-- Begin SELECTED EXTRACT --
Hacker News new | ask | show | jobs
by hodgesrm 2124 days ago
Sure! Sorry to be so obscure, it was not a good explanation. To take the above example, let's say you have a database with 1TB of tabular data in Amazon.

1. You start out storing it on Amazon gp2 Elastic Block Store, which is fast block storage available on the network. It costs about $0.10 US per month per GB, so that's $102.40 per month.

2. Data (sadly) has a habit of getting destroyed in accidents so we normally replicate to at least one other location. Let's say we just replicate once. You are now up to $204.80 per month.

Now we have a couple of ways of reducing costs.

1. We could make the block storage itself cheaper thanks to inside knowledge of how it works plus clever financial engineering. However, the _most_ that can get us is about 5x savings, because prices for similar classes of storage are not that different. The real discount is more like 2x if we want to make money and be reasonably speedy. You likely have to do engineering work--like implementing blended storage--for this latter approach, so it's not free. So, we're back to $102.40 per month.

2. Or, we could build a better database.
-- End SELECTED EXTRACT --
-- Begin SUPPLIED INFORMATION --
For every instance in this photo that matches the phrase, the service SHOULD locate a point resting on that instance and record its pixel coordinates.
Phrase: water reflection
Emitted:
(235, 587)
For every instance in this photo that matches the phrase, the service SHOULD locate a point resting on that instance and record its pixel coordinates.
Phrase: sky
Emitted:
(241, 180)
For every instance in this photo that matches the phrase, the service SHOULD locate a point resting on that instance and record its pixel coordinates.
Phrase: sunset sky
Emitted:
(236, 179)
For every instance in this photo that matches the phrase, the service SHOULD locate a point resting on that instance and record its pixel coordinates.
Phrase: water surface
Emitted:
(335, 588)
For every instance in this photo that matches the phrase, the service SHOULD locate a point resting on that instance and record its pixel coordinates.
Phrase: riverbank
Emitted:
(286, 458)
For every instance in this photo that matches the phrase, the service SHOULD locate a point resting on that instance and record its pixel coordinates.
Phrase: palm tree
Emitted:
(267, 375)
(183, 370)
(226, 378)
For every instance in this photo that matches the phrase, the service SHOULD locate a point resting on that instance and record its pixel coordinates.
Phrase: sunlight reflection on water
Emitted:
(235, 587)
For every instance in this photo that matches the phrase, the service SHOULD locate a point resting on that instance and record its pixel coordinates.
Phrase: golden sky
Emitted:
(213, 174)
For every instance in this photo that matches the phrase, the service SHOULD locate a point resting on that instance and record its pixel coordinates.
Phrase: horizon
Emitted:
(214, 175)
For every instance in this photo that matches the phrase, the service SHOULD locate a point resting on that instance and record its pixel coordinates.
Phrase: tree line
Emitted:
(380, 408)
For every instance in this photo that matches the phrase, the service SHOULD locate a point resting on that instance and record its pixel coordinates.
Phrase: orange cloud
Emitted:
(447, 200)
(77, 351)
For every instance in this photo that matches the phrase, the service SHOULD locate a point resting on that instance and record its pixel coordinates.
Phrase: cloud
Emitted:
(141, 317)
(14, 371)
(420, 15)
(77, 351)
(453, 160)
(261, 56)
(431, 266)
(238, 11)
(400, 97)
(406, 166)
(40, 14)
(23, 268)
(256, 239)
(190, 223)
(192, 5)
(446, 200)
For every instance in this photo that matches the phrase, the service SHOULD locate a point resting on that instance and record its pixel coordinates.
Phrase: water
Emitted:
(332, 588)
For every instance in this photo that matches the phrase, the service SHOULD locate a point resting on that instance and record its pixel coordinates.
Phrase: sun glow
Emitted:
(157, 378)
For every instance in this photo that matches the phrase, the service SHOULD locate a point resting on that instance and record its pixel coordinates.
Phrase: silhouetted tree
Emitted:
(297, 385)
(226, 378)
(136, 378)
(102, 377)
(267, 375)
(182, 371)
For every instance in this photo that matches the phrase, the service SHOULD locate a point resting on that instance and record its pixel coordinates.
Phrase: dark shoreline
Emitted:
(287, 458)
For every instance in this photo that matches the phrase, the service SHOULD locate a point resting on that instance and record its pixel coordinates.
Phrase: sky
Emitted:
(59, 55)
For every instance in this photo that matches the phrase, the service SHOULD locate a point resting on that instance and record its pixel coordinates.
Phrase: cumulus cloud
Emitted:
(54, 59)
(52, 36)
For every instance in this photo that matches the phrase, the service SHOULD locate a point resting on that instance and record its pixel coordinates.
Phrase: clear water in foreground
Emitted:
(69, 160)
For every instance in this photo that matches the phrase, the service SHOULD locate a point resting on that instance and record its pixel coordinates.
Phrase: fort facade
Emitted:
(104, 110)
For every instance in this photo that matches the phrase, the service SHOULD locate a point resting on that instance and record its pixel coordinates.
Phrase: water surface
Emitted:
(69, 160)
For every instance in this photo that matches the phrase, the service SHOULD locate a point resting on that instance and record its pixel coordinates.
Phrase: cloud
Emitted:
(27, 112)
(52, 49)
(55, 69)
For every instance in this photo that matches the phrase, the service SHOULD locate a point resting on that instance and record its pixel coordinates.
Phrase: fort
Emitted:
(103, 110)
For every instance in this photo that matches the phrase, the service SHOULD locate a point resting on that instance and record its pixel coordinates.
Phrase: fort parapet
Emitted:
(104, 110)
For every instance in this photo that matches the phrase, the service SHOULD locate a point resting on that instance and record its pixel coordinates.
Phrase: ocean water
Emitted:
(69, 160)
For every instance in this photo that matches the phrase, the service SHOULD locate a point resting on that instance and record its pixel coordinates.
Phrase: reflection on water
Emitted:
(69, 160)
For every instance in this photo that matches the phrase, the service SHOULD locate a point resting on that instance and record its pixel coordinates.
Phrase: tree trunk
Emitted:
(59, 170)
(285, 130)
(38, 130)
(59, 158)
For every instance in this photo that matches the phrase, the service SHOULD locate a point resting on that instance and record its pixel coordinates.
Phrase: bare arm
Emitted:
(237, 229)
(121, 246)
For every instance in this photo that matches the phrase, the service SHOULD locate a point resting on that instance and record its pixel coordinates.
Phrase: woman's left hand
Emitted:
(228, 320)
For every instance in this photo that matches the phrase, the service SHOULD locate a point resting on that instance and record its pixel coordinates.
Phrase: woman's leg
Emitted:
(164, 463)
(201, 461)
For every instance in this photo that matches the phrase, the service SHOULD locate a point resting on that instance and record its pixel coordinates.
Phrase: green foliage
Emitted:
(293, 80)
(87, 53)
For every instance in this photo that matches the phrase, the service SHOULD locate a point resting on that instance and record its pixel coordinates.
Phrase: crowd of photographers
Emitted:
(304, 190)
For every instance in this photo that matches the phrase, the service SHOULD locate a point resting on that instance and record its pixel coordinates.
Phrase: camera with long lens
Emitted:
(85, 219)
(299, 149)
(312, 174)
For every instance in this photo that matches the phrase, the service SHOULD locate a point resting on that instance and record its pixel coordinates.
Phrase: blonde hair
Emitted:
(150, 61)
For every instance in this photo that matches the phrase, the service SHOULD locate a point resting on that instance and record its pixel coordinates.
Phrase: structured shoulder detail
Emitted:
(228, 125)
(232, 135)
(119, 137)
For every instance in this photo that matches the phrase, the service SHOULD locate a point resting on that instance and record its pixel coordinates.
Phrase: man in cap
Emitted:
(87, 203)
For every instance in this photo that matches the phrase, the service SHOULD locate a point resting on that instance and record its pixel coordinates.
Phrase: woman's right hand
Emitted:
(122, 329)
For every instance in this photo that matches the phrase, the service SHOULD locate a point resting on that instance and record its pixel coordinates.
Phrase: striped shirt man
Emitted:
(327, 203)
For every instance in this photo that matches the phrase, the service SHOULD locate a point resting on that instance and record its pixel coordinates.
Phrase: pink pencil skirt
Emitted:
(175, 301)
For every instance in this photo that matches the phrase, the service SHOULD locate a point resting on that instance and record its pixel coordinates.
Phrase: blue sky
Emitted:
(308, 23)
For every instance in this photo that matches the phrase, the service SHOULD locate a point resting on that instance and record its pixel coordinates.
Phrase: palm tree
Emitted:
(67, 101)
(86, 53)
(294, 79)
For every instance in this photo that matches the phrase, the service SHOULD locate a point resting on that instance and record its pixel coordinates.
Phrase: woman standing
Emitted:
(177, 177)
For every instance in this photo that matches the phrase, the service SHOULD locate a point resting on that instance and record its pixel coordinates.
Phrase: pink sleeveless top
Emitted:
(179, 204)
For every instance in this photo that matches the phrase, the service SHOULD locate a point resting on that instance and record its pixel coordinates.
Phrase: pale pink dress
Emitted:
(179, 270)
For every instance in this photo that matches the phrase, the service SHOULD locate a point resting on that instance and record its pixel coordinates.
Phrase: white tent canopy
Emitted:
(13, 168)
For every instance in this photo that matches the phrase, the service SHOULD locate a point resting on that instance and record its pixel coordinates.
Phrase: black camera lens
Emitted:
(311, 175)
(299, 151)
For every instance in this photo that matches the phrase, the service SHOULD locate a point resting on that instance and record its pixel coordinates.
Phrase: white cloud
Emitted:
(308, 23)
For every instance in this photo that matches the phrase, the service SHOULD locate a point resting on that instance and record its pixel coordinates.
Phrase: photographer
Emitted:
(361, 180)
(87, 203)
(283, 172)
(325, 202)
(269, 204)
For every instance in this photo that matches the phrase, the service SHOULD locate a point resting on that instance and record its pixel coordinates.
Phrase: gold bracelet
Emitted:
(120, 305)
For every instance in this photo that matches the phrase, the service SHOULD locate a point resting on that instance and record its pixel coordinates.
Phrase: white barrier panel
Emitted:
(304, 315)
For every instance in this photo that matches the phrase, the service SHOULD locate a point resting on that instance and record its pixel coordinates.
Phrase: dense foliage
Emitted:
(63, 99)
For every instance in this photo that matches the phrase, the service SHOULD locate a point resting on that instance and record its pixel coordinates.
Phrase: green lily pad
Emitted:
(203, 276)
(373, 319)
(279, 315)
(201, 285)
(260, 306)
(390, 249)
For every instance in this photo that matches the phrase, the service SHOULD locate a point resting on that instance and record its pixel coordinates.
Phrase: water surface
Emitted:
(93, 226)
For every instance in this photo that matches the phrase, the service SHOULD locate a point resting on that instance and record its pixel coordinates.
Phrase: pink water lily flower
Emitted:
-- End SUPPLIED INFORMATION --
WRITTEN EXERCISE: Carry the forum comment on cutting database storage costs forward from its last line, picking up right after "Or, we could build a better database."

RESULT BELOW:
2a.) Let's first build a database that can store data in S3 object storage instead of block storage. Now our storage costs about $0.02 per GB per month. Plus S3 is replicated, so we can maybe just keep a single copy. We're down to $10.28 per month but we had to rewrite the database to get it, because S3 behaves very differently from block storage and we have to build clever caches to work on it.

2b.) But wait! There's more. We could also arrange tabular data in columns rather than rows, which allows us to apply very efficient compression. Let's say the compression reduces size by 90% overall. We're now down to just $1.03 per month. Again, we had to rewrite the database, but we got a huge savings in return, like 100x.

The moral is that clever arrangement of data just about always beats financial shenanigans, usually by a wide margin. The primary reason that Amazon has done well in data services like Redshift and Aurora is partly that they have been extremely smart about data services, not any inherent advantage as platform owners.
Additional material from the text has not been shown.